State lawmakers introduce 'Broadband for All Act' to help close digital divide in California

State lawmakers on Tuesday introduced a new bill aimed at closing the digital divide in California, an equity issue that’s been repeatedly highlighted during the pandemic when internet access has been the critical link for California students forced to learn remotely. 

State lawmakers on introduced the California Broadband for All Bond Act of 2022. If approved, the $10 billion general obligation bond measure would go before California voters in statewide general election ballot on Nov. 8, 2022.

The Broadband for All Bond Act of 2022 would ask state voters to approve a $10 billion bond that would "invest in broadband infrastructure throughout California and increase access to high-speed internet, prioritizing unserved and disadvantaged communities."

§ **Directions for this task**:
Continue the article on California's Broadband for All bond bill from its last sentence.

§ **Collected material**:
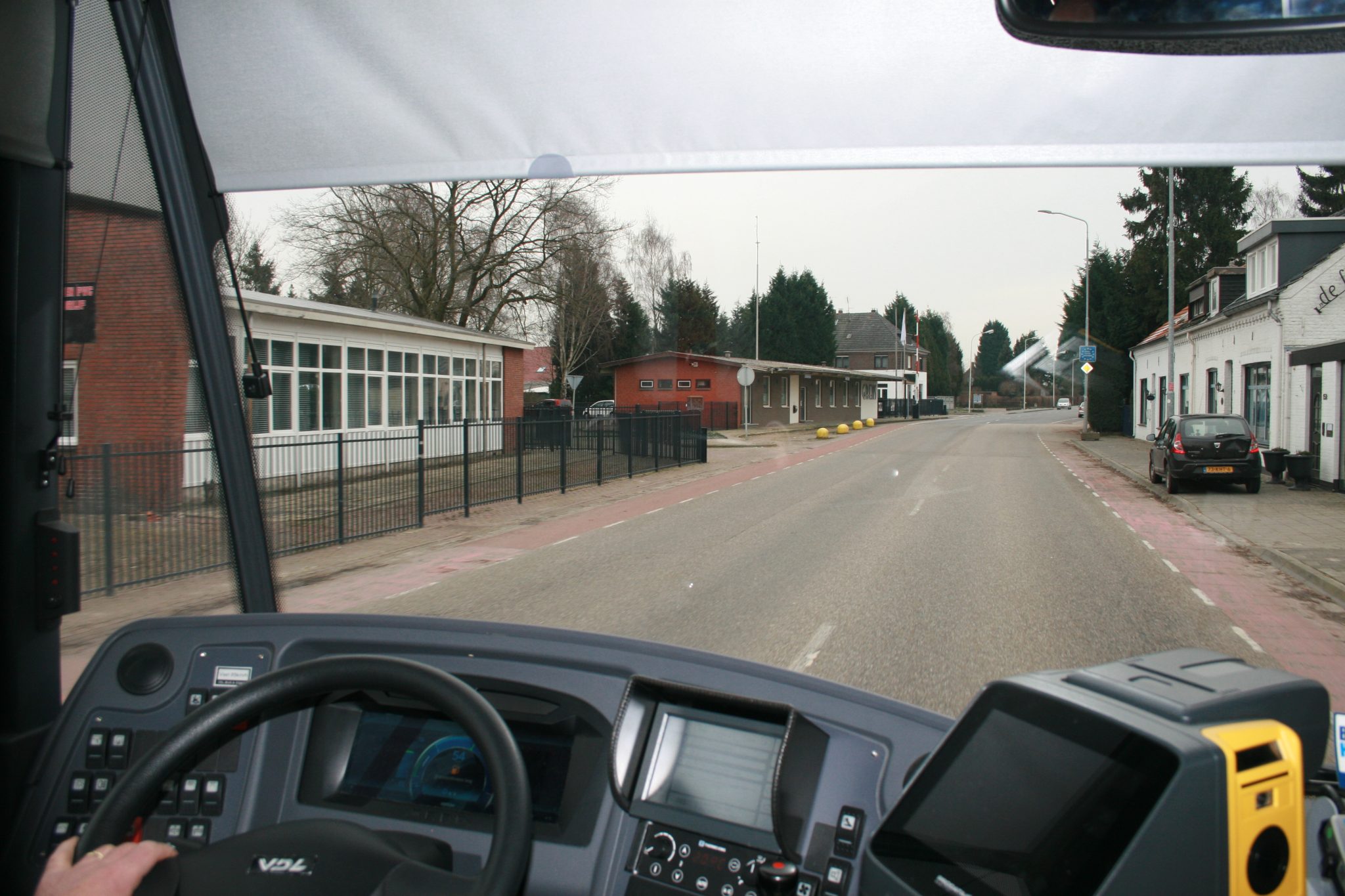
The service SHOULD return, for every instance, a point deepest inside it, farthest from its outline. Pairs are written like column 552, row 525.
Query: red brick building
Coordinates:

§ **Answer to this problem**:
Assembly Bill (AB) 34 was authored by Assembly members Al Muratsuchi (D-Torrance), Miguel Santiago (D-Los Angeles) and Eduardo Garcia (D-Coachella). They promoted the bill as one that will not only support public education but also help California's economy by boosting access to telecommuting, telemedicine, and other critical services.  

"California needs to go big and bold to close the digital divide and jumpstart the economic recovery," Assemblyman Muratsuchi said in a press release, adding, "This pandemic has highlighted enormous disparities in access to affordable, reliable, high-speed internet, especially in rural and low-income urban communities."


AB 34 has the support of educators, including State Superintendent of Public Instruction Tony Thurmond, who said the legislation was a necessity for student success today and in the future. "If we truly want to level the playing field for California students, we cannot rest until internet flows like electricity," said Thurmond. "I believe AB 34 can be a game changer that will help us close the gaps in access that have denied countless students a fair shot at success for far too long."

Muratsuchi's office said that there was no known opposition to AB 34.

The bill is scheduled to have its first hearing and vote next month by the Assembly Committee on Communications and Conveyance, which is chaired by bill co-author Santiago.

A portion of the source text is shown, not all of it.